Text under study
Microsoft reminds customers that they have complete control over their data

Microsoft has often faced the ire of its customers for procuring data that some deem unnecessary on invasive. Examples of this include telemetry extracted from Windows, along with all the snapshots taken by Recall, among many other things. Today, it is National Privacy Day, so Microsoft has seen fit to remind customers that they have complete control over their data.

The Redmond tech giant says that its organizational philosophy revolves around its Microsoft Privacy Principles, which indicate that users have control over their data, they can move, access, or delete it at any time, and Microsoft will leverage it to show you personalized ads only if you consent first. The firm notes that these principles are evident in its privacy-by-design practices, audits, and internal governance policies.

Microsoft says that its commitment to your privacy extends to giving you control over how your data is used, fighting for better privacy laws, and protecting your rights in case a government body requests access to your data. The last part is rather interesting, though, considering it was confirmed recently that Microsoft supplied BitLocker encryption keys to the FBI so they could access data on encyrpted laptops suspected of being involved in fraudulent schemes. This is the first publicly confirmed instance that the company has surrendered keys to federal investigators.

With the advent of AI technologies and Copilot creeping into pretty much everything that you use, Redmond has also emphasized that Microsoft 365 Copilot protects your privacy in the following ways too:

  • Your prompts, responses, and data aren’t used to train foundation large language models (LLMs), including those used by Microsoft 365 Copilot.
  • Your organizational data stays protected within your Microsoft 365 environment.
  • Microsoft 365 Copilot is governed by the same identity controls, permissions, compliance standards, and data protections that already secure Microsoft 365.

Data below
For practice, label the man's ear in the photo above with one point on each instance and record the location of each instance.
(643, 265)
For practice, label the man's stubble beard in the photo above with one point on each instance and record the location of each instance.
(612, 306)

What you need to do
1. From the Microsoft privacy article, pull out the passage starting with "With the advent" and going on through "secure Microsoft 365.", word for word.
2. In the Microsoft privacy article, what did Microsoft supply to the FBI so it could get into data on encrypted laptops?

Responses by task
1.
With the advent of AI technologies and Copilot creeping into pretty much everything that you use, Redmond has also emphasized that Microsoft 365 Copilot protects your privacy in the following ways too:

  • Your prompts, responses, and data aren’t used to train foundation large language models (LLMs), including those used by Microsoft 365 Copilot.
  • Your organizational data stays protected within your Microsoft 365 environment.
  • Microsoft 365 Copilot is governed by the same identity controls, permissions, compliance standards, and data protections that already secure Microsoft 365.

2. BitLocker encryption keys.